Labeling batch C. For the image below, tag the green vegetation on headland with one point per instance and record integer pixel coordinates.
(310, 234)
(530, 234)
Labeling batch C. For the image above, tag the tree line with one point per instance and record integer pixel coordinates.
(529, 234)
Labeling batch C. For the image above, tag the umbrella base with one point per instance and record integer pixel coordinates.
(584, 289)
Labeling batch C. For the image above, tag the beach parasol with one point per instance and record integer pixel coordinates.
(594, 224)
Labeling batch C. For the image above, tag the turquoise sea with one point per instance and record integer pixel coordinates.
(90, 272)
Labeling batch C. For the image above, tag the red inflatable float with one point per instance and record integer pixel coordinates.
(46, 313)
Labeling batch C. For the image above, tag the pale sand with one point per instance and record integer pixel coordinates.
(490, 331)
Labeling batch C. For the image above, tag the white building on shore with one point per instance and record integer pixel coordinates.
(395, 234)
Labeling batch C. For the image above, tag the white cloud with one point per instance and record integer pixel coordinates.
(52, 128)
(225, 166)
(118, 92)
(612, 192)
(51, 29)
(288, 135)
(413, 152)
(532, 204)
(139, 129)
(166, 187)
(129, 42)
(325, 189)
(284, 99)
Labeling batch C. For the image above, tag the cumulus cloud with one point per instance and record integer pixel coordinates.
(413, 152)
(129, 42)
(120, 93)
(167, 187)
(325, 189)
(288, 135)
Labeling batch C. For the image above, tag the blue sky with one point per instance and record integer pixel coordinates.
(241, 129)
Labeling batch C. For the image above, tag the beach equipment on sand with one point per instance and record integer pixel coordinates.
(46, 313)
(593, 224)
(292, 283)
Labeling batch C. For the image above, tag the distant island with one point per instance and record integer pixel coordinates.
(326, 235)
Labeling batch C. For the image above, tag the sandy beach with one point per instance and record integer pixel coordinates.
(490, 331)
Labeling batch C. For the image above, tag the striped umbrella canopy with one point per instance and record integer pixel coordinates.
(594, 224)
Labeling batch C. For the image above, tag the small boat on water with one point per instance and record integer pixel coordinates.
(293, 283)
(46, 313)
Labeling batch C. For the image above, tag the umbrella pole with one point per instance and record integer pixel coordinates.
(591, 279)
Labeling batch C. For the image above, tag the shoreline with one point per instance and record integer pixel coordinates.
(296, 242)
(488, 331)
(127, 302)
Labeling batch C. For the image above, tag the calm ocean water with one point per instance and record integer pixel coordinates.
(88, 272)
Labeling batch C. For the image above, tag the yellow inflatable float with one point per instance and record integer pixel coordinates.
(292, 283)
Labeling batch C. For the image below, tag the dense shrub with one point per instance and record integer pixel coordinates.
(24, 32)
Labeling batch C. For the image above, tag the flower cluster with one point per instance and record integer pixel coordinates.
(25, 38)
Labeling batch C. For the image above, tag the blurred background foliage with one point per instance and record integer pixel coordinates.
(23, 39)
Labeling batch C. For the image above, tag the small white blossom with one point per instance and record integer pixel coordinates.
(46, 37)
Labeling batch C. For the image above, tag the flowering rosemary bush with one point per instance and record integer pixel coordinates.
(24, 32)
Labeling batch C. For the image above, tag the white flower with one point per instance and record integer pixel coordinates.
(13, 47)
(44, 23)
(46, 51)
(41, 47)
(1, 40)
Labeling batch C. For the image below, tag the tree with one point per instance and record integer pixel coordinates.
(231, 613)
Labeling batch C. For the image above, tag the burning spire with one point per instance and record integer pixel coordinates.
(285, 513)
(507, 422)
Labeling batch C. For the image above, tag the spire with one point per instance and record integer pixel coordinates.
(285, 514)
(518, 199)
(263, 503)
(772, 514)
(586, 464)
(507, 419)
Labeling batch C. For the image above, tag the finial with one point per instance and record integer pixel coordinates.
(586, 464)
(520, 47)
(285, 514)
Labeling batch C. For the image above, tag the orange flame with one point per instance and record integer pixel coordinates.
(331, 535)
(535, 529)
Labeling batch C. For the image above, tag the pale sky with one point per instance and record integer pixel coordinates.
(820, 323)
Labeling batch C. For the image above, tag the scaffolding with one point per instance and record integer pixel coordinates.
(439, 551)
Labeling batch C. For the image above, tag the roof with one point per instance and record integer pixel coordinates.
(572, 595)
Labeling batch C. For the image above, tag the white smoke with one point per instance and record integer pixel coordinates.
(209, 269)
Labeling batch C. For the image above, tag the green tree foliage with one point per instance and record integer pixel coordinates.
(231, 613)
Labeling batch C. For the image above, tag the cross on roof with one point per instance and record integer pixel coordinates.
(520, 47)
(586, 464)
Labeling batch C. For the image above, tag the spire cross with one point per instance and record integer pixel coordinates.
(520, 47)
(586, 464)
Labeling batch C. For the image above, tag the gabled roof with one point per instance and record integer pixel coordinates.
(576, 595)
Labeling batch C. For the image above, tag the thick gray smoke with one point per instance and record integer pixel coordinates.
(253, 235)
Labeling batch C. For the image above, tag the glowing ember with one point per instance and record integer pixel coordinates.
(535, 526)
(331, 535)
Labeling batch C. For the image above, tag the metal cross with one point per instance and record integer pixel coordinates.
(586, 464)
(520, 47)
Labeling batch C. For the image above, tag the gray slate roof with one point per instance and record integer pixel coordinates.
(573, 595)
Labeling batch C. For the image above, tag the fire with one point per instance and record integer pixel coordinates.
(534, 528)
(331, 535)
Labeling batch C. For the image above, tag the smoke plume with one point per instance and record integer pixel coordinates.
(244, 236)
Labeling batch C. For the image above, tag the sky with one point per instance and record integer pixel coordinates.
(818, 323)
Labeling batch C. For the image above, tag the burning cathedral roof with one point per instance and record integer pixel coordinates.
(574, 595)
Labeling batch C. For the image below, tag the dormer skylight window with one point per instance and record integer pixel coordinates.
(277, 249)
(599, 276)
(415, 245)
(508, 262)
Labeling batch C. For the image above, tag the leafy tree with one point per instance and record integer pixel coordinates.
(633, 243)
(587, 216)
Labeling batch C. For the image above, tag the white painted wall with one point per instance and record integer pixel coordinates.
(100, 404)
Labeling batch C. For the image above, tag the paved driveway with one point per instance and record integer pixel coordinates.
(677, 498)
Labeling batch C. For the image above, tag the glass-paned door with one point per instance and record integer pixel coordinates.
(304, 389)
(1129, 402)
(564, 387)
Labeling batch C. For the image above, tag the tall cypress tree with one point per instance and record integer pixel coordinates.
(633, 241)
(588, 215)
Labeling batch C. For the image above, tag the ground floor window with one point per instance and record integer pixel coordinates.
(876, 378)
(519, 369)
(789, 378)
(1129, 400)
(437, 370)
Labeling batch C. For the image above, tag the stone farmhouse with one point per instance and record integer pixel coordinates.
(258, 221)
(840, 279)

+--

**PROBLEM TO WORK ON:** Please change "batch C" to "batch D" throughout all the items above, leaving every other part as it is.

**FINAL ANSWER:**
Labeling batch D. For the image below, tag the green vegetation on headland with one point per instance and record integer pixel coordinates.
(310, 234)
(530, 234)
Labeling batch D. For the image above, tag the tree line with one point per instance and record integer pixel coordinates.
(529, 234)
Labeling batch D. For the image above, tag the umbrella base with one point per instance and record integer pixel coordinates.
(584, 289)
Labeling batch D. For the image above, tag the beach parasol with one point per instance and record integer pixel coordinates.
(594, 224)
Labeling batch D. For the image above, tag the turquoise sea with one point per instance and record integer pixel coordinates.
(90, 272)
Labeling batch D. For the image above, tag the red inflatable float with one point per instance and record integer pixel coordinates.
(46, 313)
Labeling batch D. For the image above, tag the pale sand with one point per instance and record integer pixel coordinates.
(490, 331)
Labeling batch D. For the image above, tag the white building on shore with one point per instance and record integer pixel coordinates.
(395, 234)
Labeling batch D. For the image above, tag the white cloud with one point per instance and record integer pixel coordinates.
(52, 128)
(225, 166)
(118, 92)
(612, 192)
(51, 29)
(288, 135)
(413, 152)
(532, 204)
(139, 129)
(166, 187)
(129, 42)
(325, 189)
(284, 99)
Labeling batch D. For the image above, tag the cumulus cloud with one point per instance and record integer pixel coordinates.
(413, 152)
(129, 42)
(120, 93)
(167, 187)
(325, 189)
(288, 135)
Labeling batch D. For the image above, tag the blue sky with one point per instance and record integer pixel coordinates.
(241, 129)
Labeling batch D. For the image above, tag the beach equipment on sand with one point per instance and record integer pixel coordinates.
(46, 313)
(593, 224)
(292, 283)
Labeling batch D. For the image above, tag the distant island with one point per instance and record integer pixel coordinates.
(326, 235)
Labeling batch D. For the image above, tag the sandy beach with one point per instance and record integer pixel coordinates.
(490, 331)
Labeling batch D. For the image above, tag the striped umbrella canopy with one point per instance and record integer pixel coordinates.
(594, 224)
Labeling batch D. For the image above, tag the small boat on water with one point per instance and record integer pixel coordinates.
(293, 283)
(46, 313)
Labeling batch D. For the image above, tag the umbrella pole with one point per instance and record integer pixel coordinates.
(591, 279)
Labeling batch D. For the image above, tag the shoreline with one point per instance and record integer pixel coordinates.
(296, 242)
(488, 331)
(127, 302)
Labeling batch D. For the image above, tag the calm ocean water with one point per instance and record integer pixel coordinates.
(88, 272)
Labeling batch D. For the image above, tag the yellow inflatable float with one point per instance and record integer pixel coordinates.
(292, 283)
Labeling batch D. For the image below, tag the dense shrub with one point per instance and record integer pixel coordinates.
(24, 32)
Labeling batch D. For the image above, tag the flower cluster with one point per instance and record integer pixel coordinates.
(25, 38)
Labeling batch D. For the image above, tag the blurred background foliage with one point per instance and record integer pixel coordinates.
(23, 39)
Labeling batch D. For the image above, tag the small white blossom with one point per instance and record integer pixel coordinates.
(46, 37)
Labeling batch D. For the image above, tag the flowering rosemary bush with one point per instance and record integer pixel coordinates.
(24, 32)
Labeling batch D. For the image above, tag the white flower with one point per instance and record integer pixel coordinates.
(13, 47)
(44, 23)
(46, 51)
(41, 47)
(1, 40)
Labeling batch D. For the image below, tag the tree with one point per instance and record integer pixel coordinates.
(231, 613)
Labeling batch D. For the image above, tag the burning spire with one point per instance and record integer pixel coordinates.
(285, 513)
(507, 422)
Labeling batch D. For the image above, tag the spire with one point per instance and record integer pixel coordinates.
(285, 514)
(518, 199)
(263, 503)
(772, 514)
(586, 464)
(507, 419)
Labeling batch D. For the image above, tag the finial with one point per instance and record integer pixel coordinates.
(586, 464)
(520, 47)
(285, 514)
Labeling batch D. For the image above, tag the orange flame with one point per instance and record integer pixel coordinates.
(331, 535)
(535, 529)
Labeling batch D. For the image above, tag the pale sky with one point per instance and record integer pixel coordinates.
(820, 323)
Labeling batch D. For the image above, tag the scaffolding with one point per instance and record integer pixel coordinates.
(439, 551)
Labeling batch D. For the image above, tag the roof with one point per instance and record integer pixel coordinates.
(572, 595)
Labeling batch D. For the image above, tag the white smoke with one point per instance and record integer pixel coordinates.
(209, 269)
Labeling batch D. For the image above, tag the green tree foliage with one point per instance and record integer pixel coordinates.
(231, 613)
Labeling batch D. For the image above, tag the cross on roof with one point per instance and record integer pixel coordinates.
(520, 47)
(586, 464)
Labeling batch D. For the image above, tag the spire cross with one point per instance and record integer pixel coordinates.
(520, 47)
(586, 464)
Labeling batch D. For the image above, tag the gabled roof with one point per instance and record integer pixel coordinates.
(576, 595)
Labeling batch D. For the image above, tag the thick gray smoke with one point per instance and record integer pixel coordinates.
(253, 235)
Labeling batch D. For the image above, tag the glowing ember with one point per instance and record integer pixel coordinates.
(535, 526)
(331, 535)
Labeling batch D. For the image above, tag the metal cross with one point per instance and record integer pixel coordinates.
(586, 464)
(520, 47)
Labeling batch D. For the image above, tag the gray slate roof with one point per instance and record integer pixel coordinates.
(573, 595)
Labeling batch D. For the image above, tag the fire with one point per instance and record integer pixel coordinates.
(534, 528)
(331, 535)
Labeling batch D. For the image above, tag the smoke plume with one point per instance and record integer pixel coordinates.
(244, 236)
Labeling batch D. For the image above, tag the sky with one point per instance and record integer pixel coordinates.
(818, 323)
Labeling batch D. For the image above, tag the burning cathedral roof with one point per instance and record integer pixel coordinates.
(574, 595)
Labeling batch D. For the image below, tag the dormer skylight window with one point per instance and record integer pixel coordinates.
(277, 249)
(599, 276)
(415, 245)
(508, 262)
Labeling batch D. For the image above, tag the leafy tree with one point per instance and record integer pixel coordinates.
(633, 243)
(587, 216)
Labeling batch D. For the image above, tag the white painted wall with one point per instance and record integer pixel coordinates.
(100, 404)
Labeling batch D. For the image above, tag the paved driveway with one point per instance and record integer pixel coordinates.
(677, 498)
Labeling batch D. For the image above, tag the glass-paned door with one point per instance and record integer pixel coordinates.
(304, 389)
(1129, 402)
(564, 387)
Labeling batch D. For the image above, tag the tall cypress tree with one point per instance and record integer pixel coordinates.
(633, 241)
(588, 215)
Labeling batch D. For the image above, tag the ground floor window with one point per instance and record integer pixel coordinates.
(876, 378)
(519, 369)
(789, 378)
(1129, 400)
(437, 370)
Labeling batch D. For the image above, tag the stone farmhouse with one point per instance and record integer pixel coordinates.
(258, 221)
(840, 279)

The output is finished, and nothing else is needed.